Thornleigh Seventh-day Adventist Church (Sydney, Australia)

Home > Online Magazine > Online Magazine: Edition 48 - August/September 2012 > Henny Penny the Kitchen Visitor (by Pr George Porter)

Henny Penny the Kitchen Visitor

by Pr George Porter

 
Henny Penny the Kitchen Visitor  ---  a story of a home grown hen

 
My story today is about a faithful white hen my mother called Henny Penny.  However, we must begin the story when Henny Penny was just a day old chick called Chickey Lickey.  Just after the war Dad settled on a 2 hectare plot of virgin bush just under the border gate at Nunimbah. Our humble three roomed hut was under the shadow of the McPherson range.

After clearing some land we planted a large fruit and vegetable garden to supply food for our family. One day Dad decided that we should purchase a dozen day old chickens, so that our diet could be eventually supplemented with good fresh farm eggs.

The day came to purchase the chickens.  Dad noticed an advertisement in the local paper, "The Tweed Daily", where Budd's Farm Supplies were offering chicks for sale. There was great excitement one morning when we all prepared for town.  We walked four kms along an old bush road to the main Nunimbah to Murwillumbah road and caught the bus for town.  Murwillumbah was about thirty kms away.  The bus travelled every week day from the border gates to Murwillumbah,  taking farmers to shop and school students to Chillingham Primary and Murwillumbah High schools.

------------------------------------------------------------------------

* **STATED EXERCISE**: Return everything from "After clearing some" down to "fresh farm eggs." in the Henny Penny story, word for word. The listing comes from a different source than the Henny Penny story.

* **SUPPLIED DATA**:
------------------------------------------------------------------------

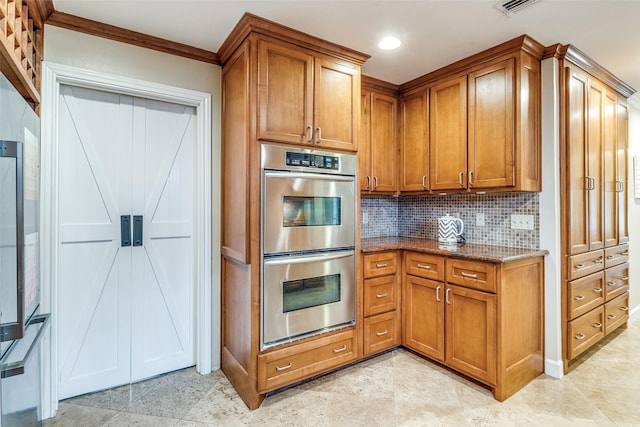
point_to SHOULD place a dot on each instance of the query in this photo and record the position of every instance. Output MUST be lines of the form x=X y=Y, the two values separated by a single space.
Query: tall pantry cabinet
x=594 y=132
x=278 y=86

------------------------------------------------------------------------

* **FINISHED EXERCISE**:
After clearing some land we planted a large fruit and vegetable garden to supply food for our family. One day Dad decided that we should purchase a dozen day old chickens, so that our diet could be eventually supplemented with good fresh farm eggs.